Repeat word for word the lines of the listing below that run from the line containing "Locate the white sneaker" through the line containing "column 381, row 212", both lines included.

-=-=-=-=-

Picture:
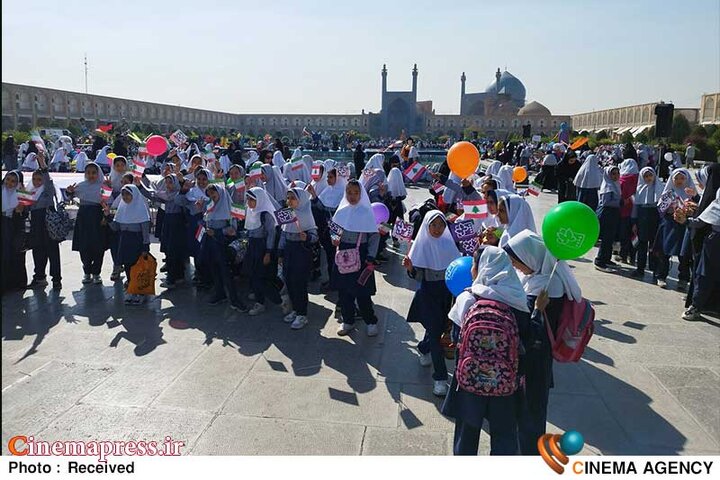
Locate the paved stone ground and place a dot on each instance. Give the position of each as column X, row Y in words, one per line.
column 74, row 367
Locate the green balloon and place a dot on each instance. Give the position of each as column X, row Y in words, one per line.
column 570, row 230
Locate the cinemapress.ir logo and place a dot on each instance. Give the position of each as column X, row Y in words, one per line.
column 555, row 449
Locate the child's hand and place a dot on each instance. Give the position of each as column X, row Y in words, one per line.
column 407, row 263
column 542, row 301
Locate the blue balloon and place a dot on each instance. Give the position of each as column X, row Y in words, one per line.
column 458, row 276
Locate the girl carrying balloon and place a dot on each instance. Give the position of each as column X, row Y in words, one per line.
column 356, row 281
column 430, row 254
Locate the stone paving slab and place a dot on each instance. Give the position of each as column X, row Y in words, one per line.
column 74, row 364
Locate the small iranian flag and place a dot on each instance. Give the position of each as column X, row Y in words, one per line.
column 239, row 184
column 414, row 171
column 106, row 192
column 26, row 198
column 296, row 163
column 475, row 209
column 139, row 168
column 534, row 189
column 255, row 170
column 199, row 233
column 237, row 211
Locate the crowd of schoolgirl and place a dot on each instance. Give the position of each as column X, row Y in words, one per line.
column 516, row 280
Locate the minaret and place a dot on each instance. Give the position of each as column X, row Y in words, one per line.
column 415, row 82
column 462, row 92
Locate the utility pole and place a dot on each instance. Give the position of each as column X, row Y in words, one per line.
column 86, row 73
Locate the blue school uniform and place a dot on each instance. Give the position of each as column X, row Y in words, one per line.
column 263, row 278
column 430, row 306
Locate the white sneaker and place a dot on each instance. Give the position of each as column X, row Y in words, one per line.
column 346, row 329
column 286, row 305
column 440, row 388
column 299, row 322
column 257, row 309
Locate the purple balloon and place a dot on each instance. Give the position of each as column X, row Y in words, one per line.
column 381, row 212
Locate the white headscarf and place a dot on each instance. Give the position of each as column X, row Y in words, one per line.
column 530, row 249
column 376, row 161
column 101, row 158
column 590, row 174
column 80, row 161
column 519, row 215
column 31, row 162
column 274, row 185
column 396, row 185
column 263, row 204
column 493, row 168
column 679, row 191
column 333, row 194
column 134, row 212
column 647, row 193
column 610, row 185
column 628, row 167
column 221, row 209
column 304, row 215
column 504, row 179
column 430, row 252
column 278, row 159
column 320, row 184
column 9, row 197
column 496, row 280
column 711, row 215
column 358, row 217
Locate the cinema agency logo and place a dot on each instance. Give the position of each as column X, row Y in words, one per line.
column 556, row 450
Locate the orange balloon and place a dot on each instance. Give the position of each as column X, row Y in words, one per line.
column 463, row 159
column 519, row 174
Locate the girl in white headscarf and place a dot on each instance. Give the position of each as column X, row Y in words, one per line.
column 132, row 224
column 515, row 214
column 494, row 280
column 296, row 254
column 360, row 233
column 680, row 188
column 274, row 184
column 220, row 231
column 645, row 216
column 546, row 295
column 588, row 180
column 14, row 274
column 430, row 254
column 261, row 259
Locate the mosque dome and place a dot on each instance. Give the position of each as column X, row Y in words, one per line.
column 534, row 108
column 508, row 84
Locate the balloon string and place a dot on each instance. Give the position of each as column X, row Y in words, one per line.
column 551, row 274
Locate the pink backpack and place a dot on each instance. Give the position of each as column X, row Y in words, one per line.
column 575, row 327
column 488, row 356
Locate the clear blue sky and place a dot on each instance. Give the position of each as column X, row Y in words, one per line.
column 325, row 56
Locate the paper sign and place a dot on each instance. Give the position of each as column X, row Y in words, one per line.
column 403, row 230
column 462, row 230
column 285, row 216
column 178, row 137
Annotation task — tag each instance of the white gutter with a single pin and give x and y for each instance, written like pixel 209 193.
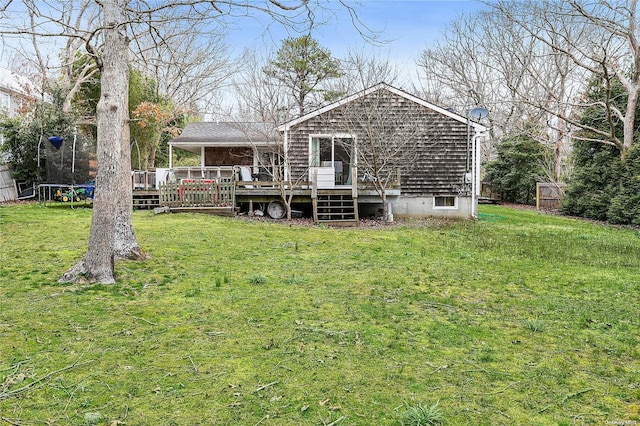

-=-=-=-=-

■ **Answer to this exercise**
Locate the white sneaker and place a dot on each instance. Give the position of each as column X, row Y in words, one per line.
column 346, row 329
column 286, row 305
column 440, row 388
column 299, row 322
column 257, row 309
Locate the purple balloon and place a dot on each instance. Give the position of each as column X, row Y in words, one per line.
column 381, row 212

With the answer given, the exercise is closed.